Dataset records

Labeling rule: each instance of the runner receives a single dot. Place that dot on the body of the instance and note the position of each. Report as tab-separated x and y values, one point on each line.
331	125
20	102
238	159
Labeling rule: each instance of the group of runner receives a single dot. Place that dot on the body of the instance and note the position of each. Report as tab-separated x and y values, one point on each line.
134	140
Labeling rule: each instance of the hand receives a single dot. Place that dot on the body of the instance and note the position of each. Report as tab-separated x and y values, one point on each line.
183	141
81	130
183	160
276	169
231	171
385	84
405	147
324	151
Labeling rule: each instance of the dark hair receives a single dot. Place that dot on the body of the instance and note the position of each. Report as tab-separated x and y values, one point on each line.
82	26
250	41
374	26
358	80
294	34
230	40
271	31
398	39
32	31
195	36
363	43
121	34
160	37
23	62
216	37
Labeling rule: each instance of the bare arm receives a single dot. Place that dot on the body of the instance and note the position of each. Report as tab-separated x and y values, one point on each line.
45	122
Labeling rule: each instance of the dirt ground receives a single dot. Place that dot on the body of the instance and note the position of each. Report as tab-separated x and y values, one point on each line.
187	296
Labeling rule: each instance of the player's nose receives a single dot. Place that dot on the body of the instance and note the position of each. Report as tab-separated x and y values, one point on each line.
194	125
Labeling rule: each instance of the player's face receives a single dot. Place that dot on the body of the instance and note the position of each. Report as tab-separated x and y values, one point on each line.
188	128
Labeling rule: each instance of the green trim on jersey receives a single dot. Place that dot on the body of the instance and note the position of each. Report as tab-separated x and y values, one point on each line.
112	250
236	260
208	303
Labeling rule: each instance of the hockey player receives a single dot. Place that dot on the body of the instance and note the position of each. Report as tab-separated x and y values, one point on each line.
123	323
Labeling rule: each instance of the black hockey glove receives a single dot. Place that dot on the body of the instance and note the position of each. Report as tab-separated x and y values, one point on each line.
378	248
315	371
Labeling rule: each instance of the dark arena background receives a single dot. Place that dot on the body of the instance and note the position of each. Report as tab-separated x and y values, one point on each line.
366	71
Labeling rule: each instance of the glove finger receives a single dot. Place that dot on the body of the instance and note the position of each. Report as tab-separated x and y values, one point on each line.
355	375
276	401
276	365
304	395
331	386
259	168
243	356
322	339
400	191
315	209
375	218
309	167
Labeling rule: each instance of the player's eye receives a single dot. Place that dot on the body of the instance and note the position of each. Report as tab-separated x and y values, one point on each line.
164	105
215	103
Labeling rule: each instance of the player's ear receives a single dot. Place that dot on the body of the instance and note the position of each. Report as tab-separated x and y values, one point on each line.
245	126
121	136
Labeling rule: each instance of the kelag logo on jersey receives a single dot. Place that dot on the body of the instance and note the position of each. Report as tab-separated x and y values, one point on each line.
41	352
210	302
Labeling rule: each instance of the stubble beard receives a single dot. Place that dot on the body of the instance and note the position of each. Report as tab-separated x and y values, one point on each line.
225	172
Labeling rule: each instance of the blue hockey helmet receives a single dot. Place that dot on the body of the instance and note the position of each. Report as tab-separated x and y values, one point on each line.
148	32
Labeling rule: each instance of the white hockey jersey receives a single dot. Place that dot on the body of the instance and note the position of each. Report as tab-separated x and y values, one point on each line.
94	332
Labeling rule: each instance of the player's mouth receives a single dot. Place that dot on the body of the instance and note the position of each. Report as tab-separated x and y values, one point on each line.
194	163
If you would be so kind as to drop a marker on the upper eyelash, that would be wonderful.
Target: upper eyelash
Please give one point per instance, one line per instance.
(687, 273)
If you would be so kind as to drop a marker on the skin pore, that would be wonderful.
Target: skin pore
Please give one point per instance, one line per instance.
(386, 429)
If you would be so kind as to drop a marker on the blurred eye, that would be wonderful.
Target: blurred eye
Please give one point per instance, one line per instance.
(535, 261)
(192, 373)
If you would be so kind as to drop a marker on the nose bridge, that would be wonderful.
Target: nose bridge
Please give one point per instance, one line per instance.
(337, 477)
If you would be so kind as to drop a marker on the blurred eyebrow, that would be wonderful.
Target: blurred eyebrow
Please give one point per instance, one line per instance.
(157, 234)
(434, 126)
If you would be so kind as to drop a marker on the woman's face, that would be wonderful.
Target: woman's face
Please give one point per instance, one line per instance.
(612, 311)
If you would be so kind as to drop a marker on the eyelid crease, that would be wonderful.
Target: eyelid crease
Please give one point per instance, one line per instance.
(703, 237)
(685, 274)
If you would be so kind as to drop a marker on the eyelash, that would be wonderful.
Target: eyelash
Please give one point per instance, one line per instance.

Task to complete
Scan the records for the word "eyelid", and copy each line where it is found.

Task solution
If you would be so kind as to drop a marker on the eyelid crease, that would be wonderful.
Target: eyelid crease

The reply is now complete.